◆ **WHAT YOU HAVE TO DO**: Convert the lines below, from the one containing "target | green bell pepper" through the final line, inclusive, into a numbered list with blank lines omitted.
___ GIVEN INFORMATION ___
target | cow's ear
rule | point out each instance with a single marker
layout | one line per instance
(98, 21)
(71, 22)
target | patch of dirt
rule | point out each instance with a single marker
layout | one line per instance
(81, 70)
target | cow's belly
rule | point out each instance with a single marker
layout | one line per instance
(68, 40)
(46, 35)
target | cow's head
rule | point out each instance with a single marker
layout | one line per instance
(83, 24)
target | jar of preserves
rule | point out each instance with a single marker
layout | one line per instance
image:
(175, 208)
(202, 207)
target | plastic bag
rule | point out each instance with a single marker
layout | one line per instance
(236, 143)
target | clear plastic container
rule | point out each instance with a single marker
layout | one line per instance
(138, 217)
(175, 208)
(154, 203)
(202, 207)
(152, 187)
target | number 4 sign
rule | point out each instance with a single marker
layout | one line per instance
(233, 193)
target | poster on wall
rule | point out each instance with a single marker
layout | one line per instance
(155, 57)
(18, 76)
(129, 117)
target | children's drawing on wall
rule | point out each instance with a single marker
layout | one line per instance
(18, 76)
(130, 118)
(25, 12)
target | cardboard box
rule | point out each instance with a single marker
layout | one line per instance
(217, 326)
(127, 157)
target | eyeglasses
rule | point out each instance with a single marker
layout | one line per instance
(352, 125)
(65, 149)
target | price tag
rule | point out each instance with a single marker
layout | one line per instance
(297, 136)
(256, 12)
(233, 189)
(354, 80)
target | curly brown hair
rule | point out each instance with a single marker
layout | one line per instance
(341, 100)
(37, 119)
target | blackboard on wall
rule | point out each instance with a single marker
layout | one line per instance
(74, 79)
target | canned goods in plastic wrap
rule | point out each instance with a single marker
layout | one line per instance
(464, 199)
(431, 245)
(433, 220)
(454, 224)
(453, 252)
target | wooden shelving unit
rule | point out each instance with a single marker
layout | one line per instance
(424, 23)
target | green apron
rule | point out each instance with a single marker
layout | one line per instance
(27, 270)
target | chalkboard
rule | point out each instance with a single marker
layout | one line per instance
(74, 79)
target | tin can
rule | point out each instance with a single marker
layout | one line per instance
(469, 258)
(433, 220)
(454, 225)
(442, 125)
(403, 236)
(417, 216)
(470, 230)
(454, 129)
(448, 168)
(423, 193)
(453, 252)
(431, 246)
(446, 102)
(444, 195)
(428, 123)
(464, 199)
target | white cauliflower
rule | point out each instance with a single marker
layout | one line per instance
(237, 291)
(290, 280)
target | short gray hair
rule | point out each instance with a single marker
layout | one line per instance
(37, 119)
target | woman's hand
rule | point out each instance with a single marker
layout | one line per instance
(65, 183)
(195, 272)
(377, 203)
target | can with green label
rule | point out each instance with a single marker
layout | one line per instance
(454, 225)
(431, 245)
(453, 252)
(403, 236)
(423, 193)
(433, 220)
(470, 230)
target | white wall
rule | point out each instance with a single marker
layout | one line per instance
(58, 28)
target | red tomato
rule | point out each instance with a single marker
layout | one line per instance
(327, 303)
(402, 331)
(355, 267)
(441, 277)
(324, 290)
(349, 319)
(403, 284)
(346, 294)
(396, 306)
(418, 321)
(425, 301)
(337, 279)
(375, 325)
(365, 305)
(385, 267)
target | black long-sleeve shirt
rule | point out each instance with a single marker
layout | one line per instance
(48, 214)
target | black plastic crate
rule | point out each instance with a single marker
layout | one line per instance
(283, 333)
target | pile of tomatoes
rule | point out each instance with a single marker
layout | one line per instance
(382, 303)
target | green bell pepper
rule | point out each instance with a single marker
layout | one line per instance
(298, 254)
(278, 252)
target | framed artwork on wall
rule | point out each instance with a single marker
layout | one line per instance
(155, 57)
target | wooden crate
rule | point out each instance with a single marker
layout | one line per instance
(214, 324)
___
◆ **EXERCISE RESULT**:
1. target | green bell pepper
2. rule | point out each instance with a single marker
3. layout | one line per instance
4. (298, 254)
5. (278, 252)
6. target | framed artwork on wall
7. rule | point out each instance with a single marker
8. layout | one line per instance
9. (155, 57)
10. target | wooden crate
11. rule | point out each instance with a single marker
12. layout | one line per instance
13. (214, 324)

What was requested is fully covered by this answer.